Assigned task
In full and without error, repeat the entries below.

Collection entries
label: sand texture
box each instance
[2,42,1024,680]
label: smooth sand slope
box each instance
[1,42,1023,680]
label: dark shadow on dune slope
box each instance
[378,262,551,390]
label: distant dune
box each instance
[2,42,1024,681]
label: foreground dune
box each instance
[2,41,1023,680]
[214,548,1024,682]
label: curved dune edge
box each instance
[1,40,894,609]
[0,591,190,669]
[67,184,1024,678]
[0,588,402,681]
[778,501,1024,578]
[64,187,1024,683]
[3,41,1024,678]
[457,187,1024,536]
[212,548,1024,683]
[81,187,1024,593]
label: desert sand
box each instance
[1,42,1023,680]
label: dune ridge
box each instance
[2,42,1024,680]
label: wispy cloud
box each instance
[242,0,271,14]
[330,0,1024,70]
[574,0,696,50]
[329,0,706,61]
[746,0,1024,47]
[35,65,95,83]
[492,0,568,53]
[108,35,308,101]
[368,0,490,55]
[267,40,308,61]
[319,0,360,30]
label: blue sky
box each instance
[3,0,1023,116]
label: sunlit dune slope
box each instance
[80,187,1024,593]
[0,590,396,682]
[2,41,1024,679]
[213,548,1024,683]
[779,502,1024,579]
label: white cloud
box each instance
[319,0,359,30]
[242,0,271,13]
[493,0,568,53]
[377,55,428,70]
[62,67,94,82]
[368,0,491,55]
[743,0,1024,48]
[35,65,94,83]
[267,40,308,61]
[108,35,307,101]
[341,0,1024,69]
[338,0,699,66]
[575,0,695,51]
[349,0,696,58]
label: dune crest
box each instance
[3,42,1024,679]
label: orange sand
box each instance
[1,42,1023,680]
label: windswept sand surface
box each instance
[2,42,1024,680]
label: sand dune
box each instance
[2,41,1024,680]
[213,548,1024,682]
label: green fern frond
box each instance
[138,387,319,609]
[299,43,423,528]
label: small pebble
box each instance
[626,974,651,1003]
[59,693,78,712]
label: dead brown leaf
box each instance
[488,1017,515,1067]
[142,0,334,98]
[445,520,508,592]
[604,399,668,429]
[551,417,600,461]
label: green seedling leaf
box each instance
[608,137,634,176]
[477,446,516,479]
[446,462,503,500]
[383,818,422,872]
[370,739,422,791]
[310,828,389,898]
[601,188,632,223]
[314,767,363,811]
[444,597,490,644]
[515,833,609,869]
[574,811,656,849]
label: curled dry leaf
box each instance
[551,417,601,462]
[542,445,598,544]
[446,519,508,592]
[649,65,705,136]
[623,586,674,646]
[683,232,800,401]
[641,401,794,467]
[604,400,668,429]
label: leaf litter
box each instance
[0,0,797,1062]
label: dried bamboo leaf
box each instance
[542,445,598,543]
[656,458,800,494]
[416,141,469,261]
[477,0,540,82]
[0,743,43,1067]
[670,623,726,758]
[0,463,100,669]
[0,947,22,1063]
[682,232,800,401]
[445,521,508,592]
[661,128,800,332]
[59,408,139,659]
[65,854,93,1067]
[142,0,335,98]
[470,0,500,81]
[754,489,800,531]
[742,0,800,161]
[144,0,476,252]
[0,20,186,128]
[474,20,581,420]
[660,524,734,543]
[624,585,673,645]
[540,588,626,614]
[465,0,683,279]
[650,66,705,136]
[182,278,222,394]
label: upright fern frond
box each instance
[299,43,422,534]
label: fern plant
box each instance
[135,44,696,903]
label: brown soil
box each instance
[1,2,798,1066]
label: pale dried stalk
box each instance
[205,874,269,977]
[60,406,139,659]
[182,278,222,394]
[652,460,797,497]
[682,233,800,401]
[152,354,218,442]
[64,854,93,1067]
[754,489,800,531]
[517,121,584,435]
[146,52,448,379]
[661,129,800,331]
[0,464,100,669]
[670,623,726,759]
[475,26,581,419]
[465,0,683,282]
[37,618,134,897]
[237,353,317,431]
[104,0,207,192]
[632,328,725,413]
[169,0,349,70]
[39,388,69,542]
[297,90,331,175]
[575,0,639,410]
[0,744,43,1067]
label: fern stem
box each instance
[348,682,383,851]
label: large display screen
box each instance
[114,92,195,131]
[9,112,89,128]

Solution
label: sand texture
box each instance
[2,42,1024,680]
label: smooth sand slope
box each instance
[1,42,1023,680]
label: dark shadow on dune slope
box each instance
[378,262,551,390]
label: distant dune
box each instance
[2,42,1024,681]
label: foreground dune
box each instance
[2,41,1023,680]
[214,548,1024,682]
label: curved dune edge
box each instance
[1,40,894,609]
[0,591,190,669]
[67,184,1024,678]
[0,588,402,681]
[778,501,1024,578]
[64,187,1024,683]
[3,41,1024,678]
[457,187,1024,536]
[212,548,1024,683]
[81,187,1024,593]
label: desert sand
box each instance
[1,42,1023,680]
label: dune ridge
box each instance
[2,42,1024,680]
label: wispy cloud
box each instance
[242,0,271,14]
[330,0,1024,70]
[574,0,696,50]
[329,0,706,61]
[746,0,1024,47]
[35,65,95,83]
[492,0,568,53]
[108,35,308,101]
[368,0,490,55]
[267,40,308,61]
[319,0,360,30]
label: blue sky
box each instance
[3,0,1023,116]
label: sunlit dune slope
box each instance
[80,187,1024,593]
[0,590,396,682]
[2,41,1024,679]
[213,548,1024,683]
[779,502,1024,579]
label: white cloud
box each instance
[319,0,359,30]
[242,0,271,13]
[493,0,568,53]
[377,55,428,70]
[62,67,94,82]
[368,0,491,55]
[743,0,1024,48]
[35,65,94,83]
[267,40,308,61]
[108,35,307,101]
[341,0,1024,69]
[338,0,699,66]
[575,0,695,51]
[349,0,696,58]
label: dune crest
box each instance
[3,42,1024,679]
label: orange sand
box each instance
[1,42,1023,680]
label: windswept sand surface
box each instance
[2,42,1024,680]
label: sand dune
box each instance
[2,41,1024,680]
[213,548,1024,682]
label: green fern frond
box each instance
[138,387,319,609]
[299,43,423,528]
label: small pebble
box each instance
[626,974,651,1003]
[59,693,78,712]
label: dead brown leaf
box each instance
[488,1017,515,1067]
[142,0,334,98]
[445,520,508,592]
[604,399,668,429]
[551,417,600,461]
label: green seedling leaf
box each instance
[608,137,634,176]
[477,446,516,479]
[446,462,503,500]
[383,818,422,872]
[370,739,422,791]
[310,828,389,898]
[601,188,632,223]
[314,767,363,811]
[444,597,490,644]
[515,833,609,869]
[574,811,656,849]
label: curled dry leaf
box each instance
[551,417,601,462]
[542,445,598,544]
[446,519,508,592]
[649,65,705,136]
[623,586,674,646]
[683,232,800,401]
[641,401,794,467]
[604,400,668,429]
label: leaf litter
box each instance
[0,0,797,1062]
label: dried bamboo leaf
box each instance
[542,445,598,543]
[656,458,800,494]
[416,141,469,261]
[477,0,540,82]
[0,743,43,1067]
[670,623,726,758]
[0,463,100,669]
[0,947,22,1063]
[682,232,800,401]
[445,521,508,592]
[661,128,800,332]
[59,408,139,659]
[65,854,93,1067]
[142,0,335,98]
[470,0,500,81]
[754,489,800,531]
[742,0,800,161]
[144,0,476,252]
[0,20,186,128]
[474,20,581,420]
[660,524,734,543]
[624,585,673,645]
[540,588,626,614]
[465,0,683,279]
[650,66,705,136]
[182,278,222,394]
label: upright fern frond
box each instance
[299,43,422,534]
label: fern plant
box each instance
[135,44,696,903]
label: brown soil
box each instance
[1,2,798,1066]
label: pale dried stalk
box each instance
[205,874,269,977]
[60,406,139,659]
[182,278,222,394]
[652,460,797,497]
[682,233,800,401]
[152,354,218,442]
[64,854,93,1067]
[754,489,800,531]
[517,121,584,435]
[146,52,448,379]
[661,129,800,331]
[0,464,100,669]
[670,623,726,759]
[475,26,581,419]
[465,0,683,282]
[37,618,134,897]
[237,353,317,431]
[104,0,207,192]
[632,328,725,413]
[169,0,349,70]
[39,388,69,542]
[297,90,331,175]
[575,0,639,410]
[0,744,43,1067]
label: fern stem
box each instance
[348,682,383,851]
label: large display screen
box each instance
[114,92,195,131]
[9,112,89,128]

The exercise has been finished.